Directions for this task
Tally the lines in the listing below that contain the string "grass", counting a match only when its case is the same. Reply with the number alone.

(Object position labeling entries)
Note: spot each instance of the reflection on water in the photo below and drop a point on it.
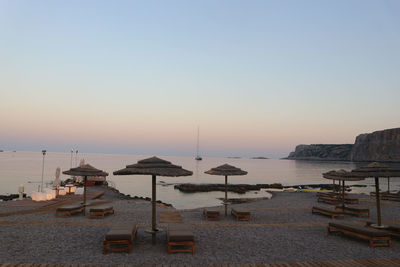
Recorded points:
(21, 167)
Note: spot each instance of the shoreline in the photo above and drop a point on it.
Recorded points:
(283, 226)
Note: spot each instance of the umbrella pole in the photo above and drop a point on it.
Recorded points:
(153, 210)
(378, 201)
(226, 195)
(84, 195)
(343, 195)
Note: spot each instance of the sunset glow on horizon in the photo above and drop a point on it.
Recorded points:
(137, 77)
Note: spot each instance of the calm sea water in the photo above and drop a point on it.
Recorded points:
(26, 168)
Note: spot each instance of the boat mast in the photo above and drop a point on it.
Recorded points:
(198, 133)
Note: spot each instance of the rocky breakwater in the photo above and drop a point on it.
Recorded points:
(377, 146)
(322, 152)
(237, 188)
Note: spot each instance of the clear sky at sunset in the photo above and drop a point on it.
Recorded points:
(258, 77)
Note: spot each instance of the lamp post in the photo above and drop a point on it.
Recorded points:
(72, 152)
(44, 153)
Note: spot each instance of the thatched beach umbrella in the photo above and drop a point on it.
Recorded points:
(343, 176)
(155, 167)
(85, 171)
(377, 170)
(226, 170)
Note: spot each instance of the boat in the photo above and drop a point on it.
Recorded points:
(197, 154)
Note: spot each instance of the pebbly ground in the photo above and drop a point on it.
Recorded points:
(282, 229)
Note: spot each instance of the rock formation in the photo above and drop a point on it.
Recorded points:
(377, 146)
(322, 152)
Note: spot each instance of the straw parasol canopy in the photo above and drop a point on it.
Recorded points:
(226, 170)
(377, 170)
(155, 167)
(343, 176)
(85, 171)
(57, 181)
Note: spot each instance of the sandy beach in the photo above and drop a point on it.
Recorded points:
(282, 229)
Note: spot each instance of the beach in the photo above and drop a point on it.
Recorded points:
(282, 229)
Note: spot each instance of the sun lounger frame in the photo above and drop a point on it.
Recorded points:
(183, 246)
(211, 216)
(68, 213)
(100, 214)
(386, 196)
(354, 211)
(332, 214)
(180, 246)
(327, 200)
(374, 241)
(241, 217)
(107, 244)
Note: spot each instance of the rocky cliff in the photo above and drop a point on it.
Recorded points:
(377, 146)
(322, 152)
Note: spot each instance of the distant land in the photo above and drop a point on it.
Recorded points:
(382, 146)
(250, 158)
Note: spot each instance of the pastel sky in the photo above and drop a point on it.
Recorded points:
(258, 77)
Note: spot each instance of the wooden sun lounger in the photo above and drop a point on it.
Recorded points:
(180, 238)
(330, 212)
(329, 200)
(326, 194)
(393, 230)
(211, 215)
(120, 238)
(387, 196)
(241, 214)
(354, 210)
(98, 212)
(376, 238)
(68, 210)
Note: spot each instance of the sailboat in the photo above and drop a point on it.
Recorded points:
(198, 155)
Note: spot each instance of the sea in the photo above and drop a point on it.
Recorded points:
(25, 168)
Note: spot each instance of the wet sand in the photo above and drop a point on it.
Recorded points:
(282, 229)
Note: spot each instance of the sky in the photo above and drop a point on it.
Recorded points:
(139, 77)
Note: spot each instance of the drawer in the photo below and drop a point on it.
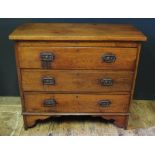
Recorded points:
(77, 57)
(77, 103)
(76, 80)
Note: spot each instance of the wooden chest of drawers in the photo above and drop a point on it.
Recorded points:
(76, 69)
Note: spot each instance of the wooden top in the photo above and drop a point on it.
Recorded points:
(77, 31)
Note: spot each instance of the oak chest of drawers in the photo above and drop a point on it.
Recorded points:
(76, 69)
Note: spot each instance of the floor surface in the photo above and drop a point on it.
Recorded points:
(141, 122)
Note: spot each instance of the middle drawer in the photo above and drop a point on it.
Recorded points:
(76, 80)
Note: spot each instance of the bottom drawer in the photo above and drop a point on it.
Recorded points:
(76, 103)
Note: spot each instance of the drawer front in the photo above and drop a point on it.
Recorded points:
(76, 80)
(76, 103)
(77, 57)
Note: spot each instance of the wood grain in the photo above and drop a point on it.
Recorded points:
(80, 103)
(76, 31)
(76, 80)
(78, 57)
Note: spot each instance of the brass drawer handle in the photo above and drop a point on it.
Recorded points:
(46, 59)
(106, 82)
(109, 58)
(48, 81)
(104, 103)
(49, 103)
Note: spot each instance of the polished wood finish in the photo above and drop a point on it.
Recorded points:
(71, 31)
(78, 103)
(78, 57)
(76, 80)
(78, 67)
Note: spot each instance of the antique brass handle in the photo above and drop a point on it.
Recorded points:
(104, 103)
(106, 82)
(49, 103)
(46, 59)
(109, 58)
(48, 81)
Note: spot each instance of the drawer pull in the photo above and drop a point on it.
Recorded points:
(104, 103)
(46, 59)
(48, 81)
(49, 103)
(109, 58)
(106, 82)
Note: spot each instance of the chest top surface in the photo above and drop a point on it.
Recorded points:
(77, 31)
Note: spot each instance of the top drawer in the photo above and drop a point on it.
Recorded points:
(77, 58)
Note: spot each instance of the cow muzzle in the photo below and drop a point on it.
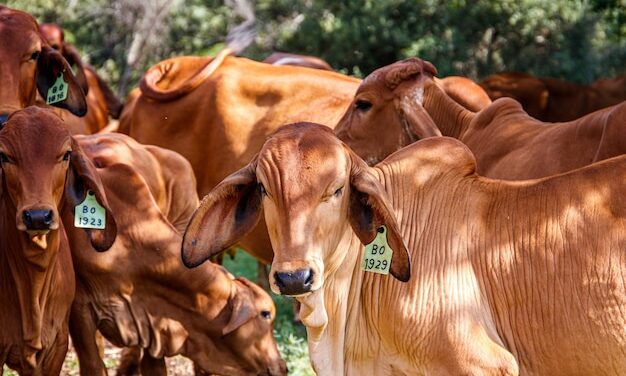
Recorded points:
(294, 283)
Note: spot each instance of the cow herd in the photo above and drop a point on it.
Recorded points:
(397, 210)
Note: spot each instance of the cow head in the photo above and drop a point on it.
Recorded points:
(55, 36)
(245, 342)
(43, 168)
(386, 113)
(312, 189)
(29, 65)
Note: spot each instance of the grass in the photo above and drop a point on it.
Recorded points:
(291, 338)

--

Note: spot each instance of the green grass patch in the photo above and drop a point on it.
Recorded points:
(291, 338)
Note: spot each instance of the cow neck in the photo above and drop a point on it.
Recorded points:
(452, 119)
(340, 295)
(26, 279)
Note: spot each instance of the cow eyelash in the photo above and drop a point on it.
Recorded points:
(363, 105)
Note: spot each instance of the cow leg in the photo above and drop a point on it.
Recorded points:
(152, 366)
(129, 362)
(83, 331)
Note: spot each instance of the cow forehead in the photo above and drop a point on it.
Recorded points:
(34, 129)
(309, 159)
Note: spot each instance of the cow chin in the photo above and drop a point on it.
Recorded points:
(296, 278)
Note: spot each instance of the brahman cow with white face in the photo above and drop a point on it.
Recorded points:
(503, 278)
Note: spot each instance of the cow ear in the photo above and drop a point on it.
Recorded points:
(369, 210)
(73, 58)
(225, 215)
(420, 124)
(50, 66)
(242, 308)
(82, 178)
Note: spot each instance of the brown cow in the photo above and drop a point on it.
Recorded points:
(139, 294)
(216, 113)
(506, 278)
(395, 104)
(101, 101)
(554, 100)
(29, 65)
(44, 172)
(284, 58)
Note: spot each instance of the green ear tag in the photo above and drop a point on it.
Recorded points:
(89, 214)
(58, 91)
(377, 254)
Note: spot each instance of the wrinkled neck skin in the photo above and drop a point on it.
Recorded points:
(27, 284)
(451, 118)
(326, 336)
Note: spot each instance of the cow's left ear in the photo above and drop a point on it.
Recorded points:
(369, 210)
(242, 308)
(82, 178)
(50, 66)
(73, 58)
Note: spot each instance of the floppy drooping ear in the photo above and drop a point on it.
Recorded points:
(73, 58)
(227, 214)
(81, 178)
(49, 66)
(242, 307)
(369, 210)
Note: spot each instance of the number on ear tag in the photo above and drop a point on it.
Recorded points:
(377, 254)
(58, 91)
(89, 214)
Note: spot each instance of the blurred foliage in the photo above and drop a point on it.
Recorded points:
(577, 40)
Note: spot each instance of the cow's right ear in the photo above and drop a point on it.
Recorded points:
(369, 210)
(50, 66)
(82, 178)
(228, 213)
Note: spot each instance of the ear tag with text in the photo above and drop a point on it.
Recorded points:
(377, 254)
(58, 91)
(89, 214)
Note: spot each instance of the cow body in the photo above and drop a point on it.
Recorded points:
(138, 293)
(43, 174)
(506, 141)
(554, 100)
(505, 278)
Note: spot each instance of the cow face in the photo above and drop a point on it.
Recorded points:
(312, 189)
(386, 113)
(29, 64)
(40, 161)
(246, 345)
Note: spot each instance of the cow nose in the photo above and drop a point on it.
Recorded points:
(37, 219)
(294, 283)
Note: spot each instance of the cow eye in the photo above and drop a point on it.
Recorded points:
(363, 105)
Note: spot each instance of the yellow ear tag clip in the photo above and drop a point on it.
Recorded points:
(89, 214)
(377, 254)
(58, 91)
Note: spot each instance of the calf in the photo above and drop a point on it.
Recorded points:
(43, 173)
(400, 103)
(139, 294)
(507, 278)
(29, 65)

Solution to this exercise
2